FORM OF AGREEMENT
Exhibit
      10.2
    FORM OF AGREEMENT
    WHEREAS
      under
      a
      Subscription Agreement
      in 2006, SPO Medical Inc. (“SPO”) sold Subscriber (named below) certain SPO
      securities consisting of (i) a 8% promissory notes with interest and principal
      repayable at the end of 12 months (the “Note”); and (ii) a two year common stock
      purchase warrant to purchase 16,250 shares of Common Stock of the Company for
      each $25,000 of principal loaned to Company (the “Warrant”); and 
    WHEREAS,
      the
      parties hereto wish to convert the Note to shares of common Stock of SPO and
      determine a Warrant exercise price, subject to the following terms and
      conditions.
    NOW
      THEREFORE,
      in
      consideration of the above and the terms and conditions hereof, the parties
      agree as follows:
    1. The
      Note.

• Data extracts
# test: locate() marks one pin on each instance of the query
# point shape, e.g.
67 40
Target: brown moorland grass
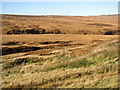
85 25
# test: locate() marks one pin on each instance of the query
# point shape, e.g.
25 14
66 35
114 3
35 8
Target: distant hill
56 24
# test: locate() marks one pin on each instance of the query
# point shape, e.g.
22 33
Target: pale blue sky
60 8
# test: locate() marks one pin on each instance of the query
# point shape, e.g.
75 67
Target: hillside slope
85 25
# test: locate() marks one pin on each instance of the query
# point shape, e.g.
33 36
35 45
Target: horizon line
57 15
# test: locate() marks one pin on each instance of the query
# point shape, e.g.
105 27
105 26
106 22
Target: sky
60 8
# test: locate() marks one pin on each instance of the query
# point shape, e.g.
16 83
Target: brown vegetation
85 25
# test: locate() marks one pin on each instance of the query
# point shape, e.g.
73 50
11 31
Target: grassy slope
65 24
99 68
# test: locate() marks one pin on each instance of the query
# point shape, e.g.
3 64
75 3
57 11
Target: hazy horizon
60 8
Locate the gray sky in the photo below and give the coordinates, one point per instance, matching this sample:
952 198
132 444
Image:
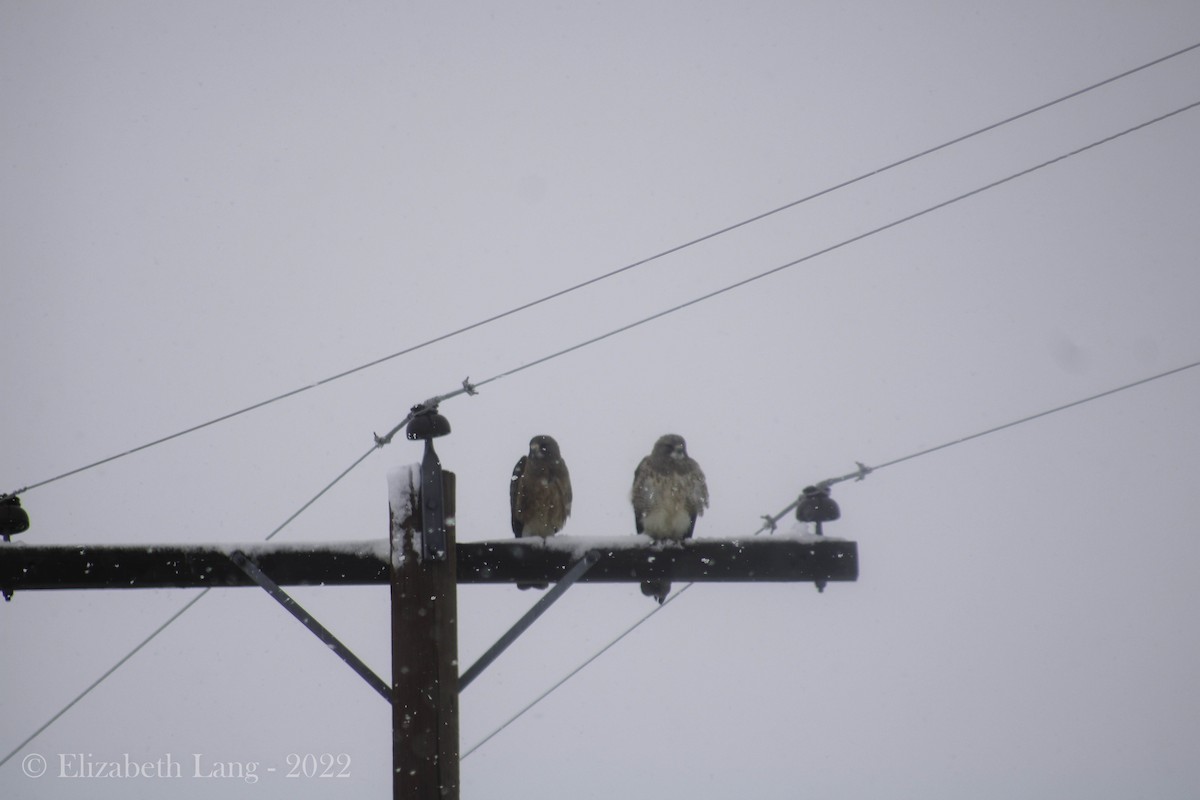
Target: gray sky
203 205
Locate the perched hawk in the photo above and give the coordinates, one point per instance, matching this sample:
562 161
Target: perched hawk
540 493
669 493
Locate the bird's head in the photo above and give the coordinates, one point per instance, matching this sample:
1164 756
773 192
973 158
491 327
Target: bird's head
543 446
671 446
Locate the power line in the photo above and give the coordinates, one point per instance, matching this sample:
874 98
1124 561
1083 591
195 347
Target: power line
841 244
577 669
863 470
859 474
576 287
471 389
379 443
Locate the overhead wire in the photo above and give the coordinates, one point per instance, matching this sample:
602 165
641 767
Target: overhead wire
859 474
472 388
615 272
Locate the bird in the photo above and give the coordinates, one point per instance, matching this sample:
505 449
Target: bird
540 493
669 493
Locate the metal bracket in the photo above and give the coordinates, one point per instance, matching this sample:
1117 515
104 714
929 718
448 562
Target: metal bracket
433 533
538 609
306 619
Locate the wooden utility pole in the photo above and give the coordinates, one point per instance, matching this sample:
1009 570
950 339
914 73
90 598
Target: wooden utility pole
423 563
424 651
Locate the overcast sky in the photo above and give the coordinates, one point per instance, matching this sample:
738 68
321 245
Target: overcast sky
204 205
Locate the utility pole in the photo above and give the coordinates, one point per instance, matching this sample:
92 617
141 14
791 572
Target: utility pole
424 626
423 563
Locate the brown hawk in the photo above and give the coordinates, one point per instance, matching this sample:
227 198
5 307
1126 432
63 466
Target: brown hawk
669 493
540 493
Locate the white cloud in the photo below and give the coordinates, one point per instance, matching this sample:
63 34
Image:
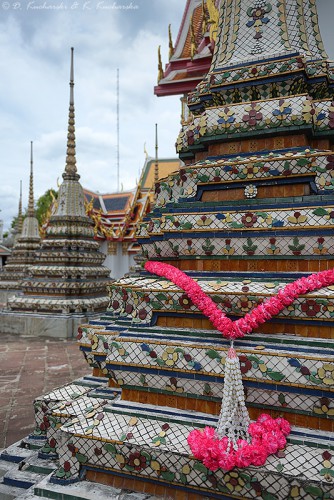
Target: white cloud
34 92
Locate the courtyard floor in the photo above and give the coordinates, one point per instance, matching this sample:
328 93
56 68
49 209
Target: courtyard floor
30 367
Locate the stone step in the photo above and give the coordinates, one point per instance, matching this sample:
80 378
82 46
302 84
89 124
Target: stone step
40 465
16 453
163 440
10 492
83 490
22 477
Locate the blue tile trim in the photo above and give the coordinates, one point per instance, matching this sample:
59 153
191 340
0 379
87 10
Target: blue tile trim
235 234
63 482
272 202
214 378
239 343
257 61
292 321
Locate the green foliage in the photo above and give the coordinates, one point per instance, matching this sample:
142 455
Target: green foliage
43 205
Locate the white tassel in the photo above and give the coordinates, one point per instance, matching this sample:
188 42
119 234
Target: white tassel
233 420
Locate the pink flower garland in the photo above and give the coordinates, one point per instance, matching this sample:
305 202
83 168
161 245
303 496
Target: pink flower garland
262 313
267 435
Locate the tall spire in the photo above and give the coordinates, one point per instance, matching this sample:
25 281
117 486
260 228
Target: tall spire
19 222
156 167
31 209
71 168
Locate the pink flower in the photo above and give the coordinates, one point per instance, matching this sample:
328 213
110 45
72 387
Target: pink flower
284 425
259 315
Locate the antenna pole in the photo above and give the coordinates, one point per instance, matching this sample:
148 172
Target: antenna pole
117 150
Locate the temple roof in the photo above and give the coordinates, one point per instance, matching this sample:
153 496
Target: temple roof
116 215
191 57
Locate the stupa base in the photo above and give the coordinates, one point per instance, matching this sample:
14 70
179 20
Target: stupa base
43 325
146 447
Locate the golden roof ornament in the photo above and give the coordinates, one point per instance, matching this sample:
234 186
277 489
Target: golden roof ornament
171 46
204 21
213 19
160 68
193 45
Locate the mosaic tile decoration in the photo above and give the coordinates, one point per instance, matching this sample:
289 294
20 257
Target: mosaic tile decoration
293 111
185 184
62 395
153 446
234 297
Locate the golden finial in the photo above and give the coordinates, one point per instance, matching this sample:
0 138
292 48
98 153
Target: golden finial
19 221
156 165
71 168
145 151
160 69
171 47
31 208
213 19
204 22
193 46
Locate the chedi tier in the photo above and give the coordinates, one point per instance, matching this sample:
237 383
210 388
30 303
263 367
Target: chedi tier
250 223
67 276
25 245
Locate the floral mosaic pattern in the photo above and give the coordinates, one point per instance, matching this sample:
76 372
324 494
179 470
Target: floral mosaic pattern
288 112
292 246
185 184
265 219
146 449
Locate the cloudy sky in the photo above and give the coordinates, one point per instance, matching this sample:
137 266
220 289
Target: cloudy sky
35 41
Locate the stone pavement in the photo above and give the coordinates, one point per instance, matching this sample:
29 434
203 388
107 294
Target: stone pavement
30 367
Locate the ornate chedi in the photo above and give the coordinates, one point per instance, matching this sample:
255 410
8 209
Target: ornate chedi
249 221
26 243
190 57
68 276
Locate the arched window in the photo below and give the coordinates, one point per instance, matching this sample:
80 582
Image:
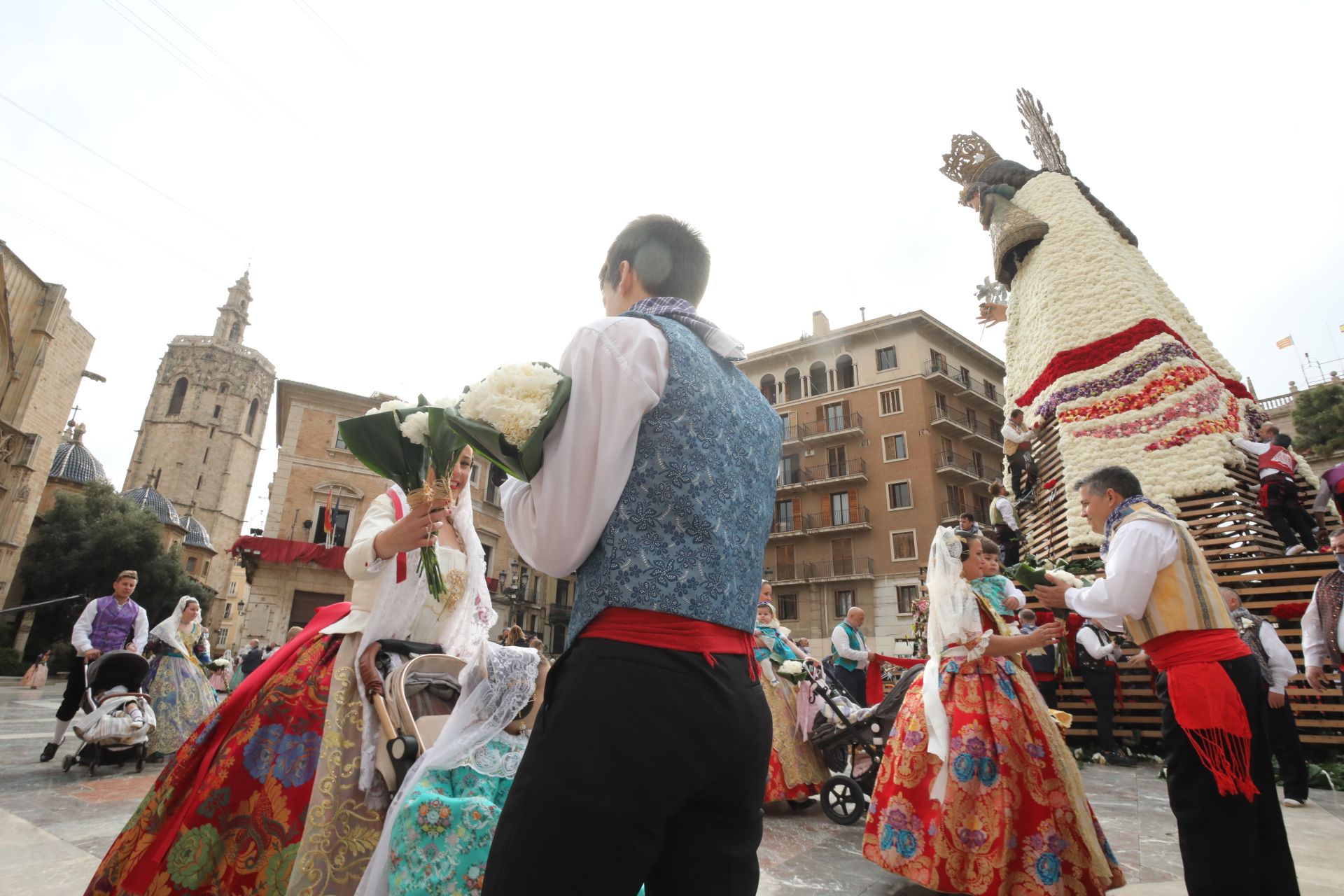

• Exercise requirements
Continue the SPO Medical note-conversion agreement above from the point where it stops, beginning directly after the heading "1. The Note."

• Written response
      Effective the date hereof, the Note and all interest accrued thereunder shall
      be
      converted to shares of Common Stock of SPO at the conversion price of $0.90
      per
      share, and the Note shall be deemed fully paid and satisfied. Upon signature
      of
      this agreement the Note will be deemed null and void. SPO shall issue and
      deliver to Subscriber (at the address below) certificates for such shares with
      a
      restrictive legend required under law.
    2. The
      Warrant.
      Effective the date hereof, the Per
      Share
      Warrant Price,
      as
      defined in the Warrant, shall be $0.90. 
    3. With
      the
      exception of the above, the other provisions of the Subscription Agreement
      and
      Warrants shall remain “as is”.
    IN
      WITNESS WHEREOF,
      the
      parties have executed this Agreement as of the __ day of July 2007.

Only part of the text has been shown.